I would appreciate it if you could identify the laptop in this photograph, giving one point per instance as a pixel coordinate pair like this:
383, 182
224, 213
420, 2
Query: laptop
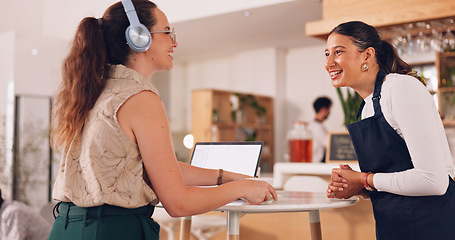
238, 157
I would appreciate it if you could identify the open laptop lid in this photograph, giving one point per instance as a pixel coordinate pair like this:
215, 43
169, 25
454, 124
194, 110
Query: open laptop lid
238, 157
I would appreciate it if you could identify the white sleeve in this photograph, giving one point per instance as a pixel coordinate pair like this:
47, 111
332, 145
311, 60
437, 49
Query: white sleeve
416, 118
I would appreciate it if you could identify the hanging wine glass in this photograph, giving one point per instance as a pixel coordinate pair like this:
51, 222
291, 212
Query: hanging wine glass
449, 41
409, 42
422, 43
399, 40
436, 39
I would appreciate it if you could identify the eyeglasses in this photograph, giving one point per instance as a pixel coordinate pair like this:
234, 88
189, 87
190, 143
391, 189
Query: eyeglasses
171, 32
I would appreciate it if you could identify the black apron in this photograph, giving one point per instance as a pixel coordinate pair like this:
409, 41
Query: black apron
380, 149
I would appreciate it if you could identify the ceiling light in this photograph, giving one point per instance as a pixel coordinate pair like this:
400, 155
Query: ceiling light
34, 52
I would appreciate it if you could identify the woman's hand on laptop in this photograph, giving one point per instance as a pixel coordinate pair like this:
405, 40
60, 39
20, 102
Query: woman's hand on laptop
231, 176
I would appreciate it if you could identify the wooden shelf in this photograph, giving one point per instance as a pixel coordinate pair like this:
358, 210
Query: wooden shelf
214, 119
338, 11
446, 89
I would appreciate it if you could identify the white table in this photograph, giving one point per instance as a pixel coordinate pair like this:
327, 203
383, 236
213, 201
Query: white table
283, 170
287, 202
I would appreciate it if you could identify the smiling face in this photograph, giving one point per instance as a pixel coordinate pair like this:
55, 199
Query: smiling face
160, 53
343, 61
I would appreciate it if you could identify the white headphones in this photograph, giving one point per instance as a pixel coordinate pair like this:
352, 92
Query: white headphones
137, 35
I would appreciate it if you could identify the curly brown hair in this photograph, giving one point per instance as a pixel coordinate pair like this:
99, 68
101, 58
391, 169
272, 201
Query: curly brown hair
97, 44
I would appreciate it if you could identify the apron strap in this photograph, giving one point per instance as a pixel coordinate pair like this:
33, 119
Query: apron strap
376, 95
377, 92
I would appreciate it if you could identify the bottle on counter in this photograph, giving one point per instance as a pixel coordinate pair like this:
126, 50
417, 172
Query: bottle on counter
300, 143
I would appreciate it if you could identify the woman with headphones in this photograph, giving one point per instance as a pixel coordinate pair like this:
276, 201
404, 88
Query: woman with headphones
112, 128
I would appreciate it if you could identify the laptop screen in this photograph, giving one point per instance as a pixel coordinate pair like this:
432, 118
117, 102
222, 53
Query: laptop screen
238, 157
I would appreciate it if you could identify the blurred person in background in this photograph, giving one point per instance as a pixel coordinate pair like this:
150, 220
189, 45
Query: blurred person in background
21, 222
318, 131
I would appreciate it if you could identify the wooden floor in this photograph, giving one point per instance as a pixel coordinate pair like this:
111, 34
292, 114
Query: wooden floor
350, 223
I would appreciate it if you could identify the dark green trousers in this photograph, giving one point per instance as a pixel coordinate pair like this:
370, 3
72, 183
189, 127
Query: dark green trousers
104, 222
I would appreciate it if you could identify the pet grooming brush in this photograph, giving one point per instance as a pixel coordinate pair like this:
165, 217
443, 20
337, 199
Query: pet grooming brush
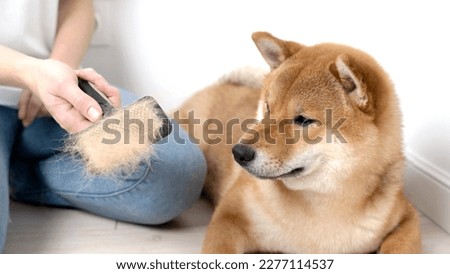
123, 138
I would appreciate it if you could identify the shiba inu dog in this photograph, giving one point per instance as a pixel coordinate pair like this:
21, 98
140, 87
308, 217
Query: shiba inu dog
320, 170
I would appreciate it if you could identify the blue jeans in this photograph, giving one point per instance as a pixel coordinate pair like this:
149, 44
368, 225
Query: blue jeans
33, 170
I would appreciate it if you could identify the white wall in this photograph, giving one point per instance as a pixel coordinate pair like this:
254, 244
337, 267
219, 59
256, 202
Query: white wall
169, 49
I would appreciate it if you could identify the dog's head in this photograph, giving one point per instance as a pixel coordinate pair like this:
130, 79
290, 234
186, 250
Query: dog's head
..........
__WORK INSTRUCTIONS__: The expected output is the material above, repeated exactly and free of pictures.

__TASK OUTPUT__:
I would appreciate it if you could identify the laptop in this photograph, giving one point per instance as a pixel coordinate pair like this:
383, 182
224, 213
420, 2
Query: laptop
238, 157
I would appreciate it if you could identify the open laptop lid in this photograph, giving one point per instance as a pixel coordinate pair like this:
215, 43
169, 25
454, 124
194, 110
Query: open laptop lid
238, 157
I would appreciate it if you could identify the white sleeve in this photograph, giving one point per instance as a pixel coordinate pair like this:
47, 111
332, 145
311, 60
437, 49
Query: white sleeve
416, 118
I would appreciate it if you could identify the hanging wine glass in this photograph, giving one point per instance as a pixel coordinate pair like this:
51, 222
291, 212
Query: hanging wine glass
449, 41
409, 42
422, 43
399, 40
436, 39
I would appreciate it if you could identify the eyeglasses in this photograph, giving one point per instance as a pixel coordinate pair like this:
234, 88
189, 87
190, 143
391, 189
Query: eyeglasses
171, 32
I would appreciate it if you could identify the black apron in this photograph, giving one point per instance as a pixel coordinate pair like this:
409, 41
Query: black apron
380, 149
I would appreciate it if you could identify the ceiling light in this photograph, giving one point per instance as a pixel coordinate pair like this:
400, 155
Query: ceiling light
34, 52
I would appreciate it if you could identify the woman's hand on laptop in this photograph, giving one point per instance as a pixel coordinate pair like this:
405, 40
60, 39
20, 102
Query: woman's hand on laptop
231, 176
I would appreciate it if you could identify the wooden shelf in this photograph, giving one point per instance as a pixel coordinate pair like this:
358, 210
Query: wooden shelf
214, 119
338, 11
446, 89
I would appreciate it if you could identify the white table in this photograph, giving one point per instance as a pixel coordinate pair like this:
327, 203
383, 236
213, 201
Query: white table
283, 170
287, 202
I would appreciate it if you could identify the smiling face in this photograph, giving one point per instance as a pixel coordinate pair like this:
55, 199
Query: smiling face
160, 53
343, 61
I would appreciate it if you could identify the white headphones in this photograph, giving one point per instance as a pixel coordinate pair like this:
352, 92
Query: white headphones
137, 35
I would appreciate it if you could identify the curly brown hair in this photograph, giving one point per instance as a pixel coordinate pair like this:
99, 68
101, 58
391, 169
272, 201
Query: curly brown hair
97, 44
I would appreciate it if you could identify the apron strap in this photograph, giving one point per instance as a pixel coordinate pair like this:
33, 119
Query: apron strap
376, 95
377, 92
I would appreciate it if you could identify the bottle on counter in this photograph, giving one point per instance as a pixel coordinate pair like this:
126, 50
417, 172
Query: bottle on counter
300, 143
I would appreciate it if you could identify the woman with headphones in this photograph, giving one point per instance as a pixel coordinate pair like this:
276, 201
404, 88
Query: woman with headphones
112, 128
I would appreciate it if you could identify the laptop screen in this photograph, giving one point per instance as a pixel coordinate pair like this:
432, 118
117, 102
222, 53
Query: laptop screen
238, 157
I would appreciate it if you could identify the blurred person in background in this photograph, giving one point per instance as a pixel coordinate pair like this:
150, 220
189, 45
Query: blurred person in background
21, 222
318, 131
I would appreciate it if you could identify the wooden floor in this photograph, giving one point per instance as a pixel coordinate pair like this:
111, 34
292, 114
Query: wooden floor
350, 223
I would appreciate it if you could identify the dark green trousers in this photograph, giving one point per instance as a pixel coordinate pair like this:
370, 3
72, 183
189, 127
Query: dark green trousers
104, 222
I would appreciate it if you could identify the pet grooming brush in this photograph, giving one point per instance as a pixel coordinate pair like this:
165, 217
443, 20
337, 199
Query: pet grooming brush
123, 138
I would appreciate it if you could identify the shiba inu dog in this photograph, giving one point per instance as a pixel coordinate pair like this:
21, 98
140, 87
308, 217
Query: shiba inu dog
320, 170
I would appreciate it if you could identify the blue jeans in this photograph, giving one point per instance as a pixel coordinate pair like this:
149, 44
368, 225
Query: blue jeans
33, 170
I would appreciate it if you could identify the white wall in this photograph, giving one point per instance as a pixel coordinate pair like this:
254, 244
337, 267
219, 59
256, 202
Query: white wall
169, 49
I would appreciate it if you could identify the dog's head in this photograph, giving one point per instance as a pixel coordinate pair like this:
130, 79
290, 234
186, 250
Query: dog's head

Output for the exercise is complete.